_The request_: Copy the records below line for line, with no changes to wording, numbers, or punctuation.

— Start —

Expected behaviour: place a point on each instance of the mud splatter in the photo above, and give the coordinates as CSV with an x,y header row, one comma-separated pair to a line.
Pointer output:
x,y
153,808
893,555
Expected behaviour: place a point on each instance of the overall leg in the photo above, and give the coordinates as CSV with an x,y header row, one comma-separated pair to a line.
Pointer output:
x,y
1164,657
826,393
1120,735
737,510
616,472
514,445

— End —

_Response to this task_:
Expected behaviour: place a point on each instance of the mud splatter in the photo above, and give the coordinates as CSV with an x,y header row, one comma-separated pair to a line.
Pointer output:
x,y
153,808
893,555
Expected behaviour: place a point on each instance of the overall leg in the photo above, and give the coordinates as CSV with an x,y header row, one comma-separated pair to a line.
Pointer output:
x,y
1164,657
826,393
1120,735
737,510
616,472
514,445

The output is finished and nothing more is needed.